The priest donated the award money to a disabled man to build his home. The religious works with lepers, AIDS patients, disabled people, prisoners, drugs addicts, alcoholics, and people with vision problems. He set up an association to help Nepal earthquake victims. His Project Vision campaign has garnered thousands of endorsements worldwide.

Mumbai (AsiaNews) - The Carmelites of Mary Immaculate (CMI) in India have given Fr George Kannanthanam the Fr Jose Alex Award for excellence in social work. The ceremony for the biennial award was held at Rajagiri College of Social Science last Friday.

Kannanthanam, a well-known social activist in India and abroad, was rewarded for his 30 years of service for the “empowerment of people in the peripheries".

Carmelite Provincial Fr Jose Kuriedath presented the award during the National Conference on Migration and Social Inclusion at the Rajagiri College of Social Science. The award comes with a prize of 100,000 rupees (US$ 1,410), a memento and a certificate.

Fr Kannanthanam plans to donate the money to Mr Rajesh, a paralysed man from Calicut, to help him complete the construction of his home. In fact, housing is one of the dozens of initiatives attributable to the Claretian priest.

Originally from Kerala, Fr Kannanthanam has lived in Bangalore, Karnataka for years, where he founded a series of organisations to help the poorest in Indian society and communities abroad affected by natural disasters.

His social commitment has taken him to Kerala, Tamil Nadu, Karnataka, and Nepal. In the latter, he was among the first to bring relief to earthquake victims in 2015. The associations he founded are active in Sri Lanka, Philippines, China and the United States.

> **Tasks to perform**:
**a)** Translate this sentence from the article about Fr George Kannanthanam into Spanish: "The award comes with a prize of 100,000 rupees (US$ 1,410), a memento and a certificate."
**b)** Extend the article about Fr George Kannanthanam's award by writing the next paragraph after its final sentence.
The entries that come after this article about Fr George Kannanthanam have nothing to do with it.

> **Supplied data**:

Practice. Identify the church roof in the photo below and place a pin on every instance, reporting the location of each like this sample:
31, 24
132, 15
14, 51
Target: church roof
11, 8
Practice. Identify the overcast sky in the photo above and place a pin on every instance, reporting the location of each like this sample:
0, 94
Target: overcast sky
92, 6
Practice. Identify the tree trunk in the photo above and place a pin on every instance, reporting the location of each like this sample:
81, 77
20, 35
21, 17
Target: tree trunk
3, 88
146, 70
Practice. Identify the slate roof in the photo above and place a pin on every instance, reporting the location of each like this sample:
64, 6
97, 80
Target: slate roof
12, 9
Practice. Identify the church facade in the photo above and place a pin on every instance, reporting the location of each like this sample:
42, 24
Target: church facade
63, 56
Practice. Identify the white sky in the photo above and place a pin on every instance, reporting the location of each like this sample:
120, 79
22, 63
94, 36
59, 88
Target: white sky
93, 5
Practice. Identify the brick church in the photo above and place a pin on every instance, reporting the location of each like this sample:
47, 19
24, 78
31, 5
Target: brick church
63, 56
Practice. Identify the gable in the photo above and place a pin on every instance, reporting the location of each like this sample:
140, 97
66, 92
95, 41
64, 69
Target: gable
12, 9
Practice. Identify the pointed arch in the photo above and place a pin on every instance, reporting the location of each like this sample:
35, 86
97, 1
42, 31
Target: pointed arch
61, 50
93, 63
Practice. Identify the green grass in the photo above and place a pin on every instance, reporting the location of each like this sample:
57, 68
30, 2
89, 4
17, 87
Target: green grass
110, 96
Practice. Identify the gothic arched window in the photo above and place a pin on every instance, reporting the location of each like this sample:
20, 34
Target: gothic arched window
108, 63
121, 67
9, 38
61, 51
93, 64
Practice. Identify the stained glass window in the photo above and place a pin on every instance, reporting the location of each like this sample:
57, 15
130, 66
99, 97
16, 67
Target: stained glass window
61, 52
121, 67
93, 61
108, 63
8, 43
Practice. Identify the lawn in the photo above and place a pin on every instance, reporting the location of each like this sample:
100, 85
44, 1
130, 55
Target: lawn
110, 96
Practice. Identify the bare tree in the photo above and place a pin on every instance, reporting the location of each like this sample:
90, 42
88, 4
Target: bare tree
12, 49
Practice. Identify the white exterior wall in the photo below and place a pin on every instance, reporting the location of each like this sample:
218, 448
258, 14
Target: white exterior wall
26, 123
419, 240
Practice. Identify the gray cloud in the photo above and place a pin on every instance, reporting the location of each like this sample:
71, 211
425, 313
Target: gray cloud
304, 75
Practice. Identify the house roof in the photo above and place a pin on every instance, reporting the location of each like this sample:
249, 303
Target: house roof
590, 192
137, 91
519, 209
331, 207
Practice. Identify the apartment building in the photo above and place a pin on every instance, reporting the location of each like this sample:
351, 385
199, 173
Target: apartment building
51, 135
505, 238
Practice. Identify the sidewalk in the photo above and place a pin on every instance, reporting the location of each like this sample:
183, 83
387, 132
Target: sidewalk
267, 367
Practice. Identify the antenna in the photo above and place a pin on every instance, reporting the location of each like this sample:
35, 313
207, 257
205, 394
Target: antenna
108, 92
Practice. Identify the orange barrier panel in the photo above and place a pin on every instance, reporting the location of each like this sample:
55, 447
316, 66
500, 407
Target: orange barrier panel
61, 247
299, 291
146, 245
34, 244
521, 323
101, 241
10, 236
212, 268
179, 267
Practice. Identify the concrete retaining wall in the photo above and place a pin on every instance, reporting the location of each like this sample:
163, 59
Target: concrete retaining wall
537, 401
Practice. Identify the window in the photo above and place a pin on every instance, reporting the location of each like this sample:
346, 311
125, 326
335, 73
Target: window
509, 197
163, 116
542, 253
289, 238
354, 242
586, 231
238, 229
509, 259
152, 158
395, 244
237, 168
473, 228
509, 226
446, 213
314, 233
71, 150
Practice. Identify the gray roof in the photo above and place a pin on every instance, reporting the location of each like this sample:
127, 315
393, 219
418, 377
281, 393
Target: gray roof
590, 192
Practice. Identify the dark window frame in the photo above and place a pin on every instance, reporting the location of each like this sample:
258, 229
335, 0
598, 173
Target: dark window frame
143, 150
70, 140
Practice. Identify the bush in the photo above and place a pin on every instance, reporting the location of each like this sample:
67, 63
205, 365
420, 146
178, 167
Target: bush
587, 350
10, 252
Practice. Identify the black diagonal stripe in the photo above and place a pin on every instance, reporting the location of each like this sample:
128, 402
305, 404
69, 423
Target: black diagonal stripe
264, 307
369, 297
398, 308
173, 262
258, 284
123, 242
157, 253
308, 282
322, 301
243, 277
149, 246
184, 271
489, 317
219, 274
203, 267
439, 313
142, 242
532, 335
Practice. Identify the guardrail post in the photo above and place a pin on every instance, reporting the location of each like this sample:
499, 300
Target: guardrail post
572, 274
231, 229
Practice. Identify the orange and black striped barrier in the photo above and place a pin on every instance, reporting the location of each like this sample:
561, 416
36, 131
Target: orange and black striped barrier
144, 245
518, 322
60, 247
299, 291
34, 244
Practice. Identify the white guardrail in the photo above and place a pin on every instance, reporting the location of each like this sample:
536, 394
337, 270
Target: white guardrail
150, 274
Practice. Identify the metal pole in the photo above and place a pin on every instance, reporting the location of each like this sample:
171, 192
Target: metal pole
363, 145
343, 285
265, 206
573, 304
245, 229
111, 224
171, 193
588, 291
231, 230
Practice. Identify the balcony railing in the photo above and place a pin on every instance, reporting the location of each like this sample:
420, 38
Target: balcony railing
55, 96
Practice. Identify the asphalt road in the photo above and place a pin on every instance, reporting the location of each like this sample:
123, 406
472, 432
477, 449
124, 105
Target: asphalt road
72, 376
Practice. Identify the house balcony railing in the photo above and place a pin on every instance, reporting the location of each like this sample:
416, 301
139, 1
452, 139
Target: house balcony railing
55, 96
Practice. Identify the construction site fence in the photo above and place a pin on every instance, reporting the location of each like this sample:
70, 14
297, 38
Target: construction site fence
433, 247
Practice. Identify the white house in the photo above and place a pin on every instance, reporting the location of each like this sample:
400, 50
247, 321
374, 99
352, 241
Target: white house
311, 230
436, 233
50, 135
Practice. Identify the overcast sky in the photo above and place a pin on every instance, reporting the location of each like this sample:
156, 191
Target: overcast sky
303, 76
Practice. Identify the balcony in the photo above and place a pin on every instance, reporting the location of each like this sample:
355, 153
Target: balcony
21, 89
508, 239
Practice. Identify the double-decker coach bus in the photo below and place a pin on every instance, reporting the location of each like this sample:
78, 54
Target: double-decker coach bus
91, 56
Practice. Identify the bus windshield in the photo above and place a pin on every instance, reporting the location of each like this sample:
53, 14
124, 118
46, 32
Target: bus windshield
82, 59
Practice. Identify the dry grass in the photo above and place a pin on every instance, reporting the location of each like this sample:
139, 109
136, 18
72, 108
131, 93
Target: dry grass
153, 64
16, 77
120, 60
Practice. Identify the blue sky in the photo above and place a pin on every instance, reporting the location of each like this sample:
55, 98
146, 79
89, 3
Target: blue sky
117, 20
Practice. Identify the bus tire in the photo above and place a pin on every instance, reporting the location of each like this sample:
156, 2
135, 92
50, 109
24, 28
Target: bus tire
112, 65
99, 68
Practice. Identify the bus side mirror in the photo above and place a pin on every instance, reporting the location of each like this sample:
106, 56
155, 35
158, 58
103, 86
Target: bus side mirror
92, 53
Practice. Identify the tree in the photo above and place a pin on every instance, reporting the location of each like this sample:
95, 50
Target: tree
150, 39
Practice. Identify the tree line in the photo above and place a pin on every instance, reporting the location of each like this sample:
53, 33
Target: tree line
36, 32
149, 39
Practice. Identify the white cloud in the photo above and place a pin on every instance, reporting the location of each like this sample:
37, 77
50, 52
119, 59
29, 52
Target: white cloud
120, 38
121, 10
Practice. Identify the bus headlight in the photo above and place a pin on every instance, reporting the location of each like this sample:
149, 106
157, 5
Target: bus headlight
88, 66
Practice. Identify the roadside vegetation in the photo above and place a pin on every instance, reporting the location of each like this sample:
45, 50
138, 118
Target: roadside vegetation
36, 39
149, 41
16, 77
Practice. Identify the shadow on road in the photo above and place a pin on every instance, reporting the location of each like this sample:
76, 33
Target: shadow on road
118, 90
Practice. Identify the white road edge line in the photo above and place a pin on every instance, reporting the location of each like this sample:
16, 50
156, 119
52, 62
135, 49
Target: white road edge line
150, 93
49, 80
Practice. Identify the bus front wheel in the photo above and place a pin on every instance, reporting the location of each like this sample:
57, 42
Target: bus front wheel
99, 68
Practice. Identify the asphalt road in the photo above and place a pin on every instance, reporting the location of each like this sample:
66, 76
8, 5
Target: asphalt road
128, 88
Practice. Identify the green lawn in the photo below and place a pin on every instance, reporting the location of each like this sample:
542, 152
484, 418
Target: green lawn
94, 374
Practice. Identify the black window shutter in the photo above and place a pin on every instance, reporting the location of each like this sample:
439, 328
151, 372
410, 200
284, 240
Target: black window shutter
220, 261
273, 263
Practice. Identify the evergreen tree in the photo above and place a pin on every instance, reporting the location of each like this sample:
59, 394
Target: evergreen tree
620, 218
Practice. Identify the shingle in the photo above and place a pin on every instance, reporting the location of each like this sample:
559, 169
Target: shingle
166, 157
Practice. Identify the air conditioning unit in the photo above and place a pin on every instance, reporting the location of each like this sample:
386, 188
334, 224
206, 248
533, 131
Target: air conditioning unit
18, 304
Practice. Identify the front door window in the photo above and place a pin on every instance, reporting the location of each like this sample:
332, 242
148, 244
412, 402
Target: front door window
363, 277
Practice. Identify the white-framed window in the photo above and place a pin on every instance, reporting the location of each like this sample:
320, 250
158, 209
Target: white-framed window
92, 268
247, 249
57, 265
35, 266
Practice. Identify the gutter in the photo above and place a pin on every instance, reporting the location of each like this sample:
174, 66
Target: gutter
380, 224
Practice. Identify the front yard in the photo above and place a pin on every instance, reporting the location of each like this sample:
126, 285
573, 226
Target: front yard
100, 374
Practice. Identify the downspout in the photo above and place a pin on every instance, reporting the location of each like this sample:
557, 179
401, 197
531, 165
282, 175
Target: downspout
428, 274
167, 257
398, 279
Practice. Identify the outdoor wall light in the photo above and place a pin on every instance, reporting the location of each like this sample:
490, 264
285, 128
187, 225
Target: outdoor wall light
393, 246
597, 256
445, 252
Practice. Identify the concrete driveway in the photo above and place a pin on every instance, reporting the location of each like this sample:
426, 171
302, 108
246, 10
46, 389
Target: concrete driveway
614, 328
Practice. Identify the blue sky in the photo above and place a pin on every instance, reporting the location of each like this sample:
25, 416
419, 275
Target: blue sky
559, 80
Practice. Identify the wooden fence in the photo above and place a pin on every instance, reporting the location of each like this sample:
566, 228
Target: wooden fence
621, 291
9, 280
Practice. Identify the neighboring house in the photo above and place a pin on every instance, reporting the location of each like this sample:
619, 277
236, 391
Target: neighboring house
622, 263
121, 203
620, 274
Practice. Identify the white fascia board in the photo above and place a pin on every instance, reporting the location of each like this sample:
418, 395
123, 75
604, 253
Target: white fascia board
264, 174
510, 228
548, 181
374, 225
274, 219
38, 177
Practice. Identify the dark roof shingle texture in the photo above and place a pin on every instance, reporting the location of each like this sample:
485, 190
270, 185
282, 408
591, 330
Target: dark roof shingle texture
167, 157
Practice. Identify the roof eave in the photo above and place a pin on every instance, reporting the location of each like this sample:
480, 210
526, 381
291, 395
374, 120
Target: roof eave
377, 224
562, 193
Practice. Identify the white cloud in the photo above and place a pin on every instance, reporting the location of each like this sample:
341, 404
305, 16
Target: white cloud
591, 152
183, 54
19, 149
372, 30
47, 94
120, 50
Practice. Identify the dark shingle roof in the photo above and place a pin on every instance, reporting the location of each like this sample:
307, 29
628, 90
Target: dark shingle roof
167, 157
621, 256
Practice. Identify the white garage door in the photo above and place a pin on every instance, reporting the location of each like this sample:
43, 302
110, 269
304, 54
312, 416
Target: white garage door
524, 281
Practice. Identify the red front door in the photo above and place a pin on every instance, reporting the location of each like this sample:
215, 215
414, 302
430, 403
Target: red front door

> **Responses to the exercise**:
**a)** El galardón incluye un premio de 100.000 rupias (US$ 1.410), un recuerdo y un certificado.

**b)**
Fr George works with lepers, AIDS patients, disabled people, prisoners, drug addicts, alcoholics, as well as visually-impaired people.

He began working with the poor and marginalised in 1988, when he was still a seminarian. In that year he founded the Hope Society for the treatment of alcoholics and drug addicts.

He spent the next 12 years in Sumanahalli (Bangalore) living with lepers at a centre he opened. Meanwhile, in 1992 he was ordained into the priesthood and started support centres in Bangalore and Belgaum for people with HIV.

In 2004 he worked in seven villages in Tamil Nadu affected by the tsunami helping relief and rehabilitation groups. He managed relief operations during the floods in Karnataka in 2009 and in Kerala in 2018-2019.

In 2015 he set up Bangalore Cares for Nepal, an association that brought aid and relief to the people affected by the earthquake in that country. In 2013 he created Project Vision, a programme for the rehabilitation of blind people and organ donation.

Thousands of people around the world joined his Project Vision campaign and this year the first clinic for the treatment of the blind was set up.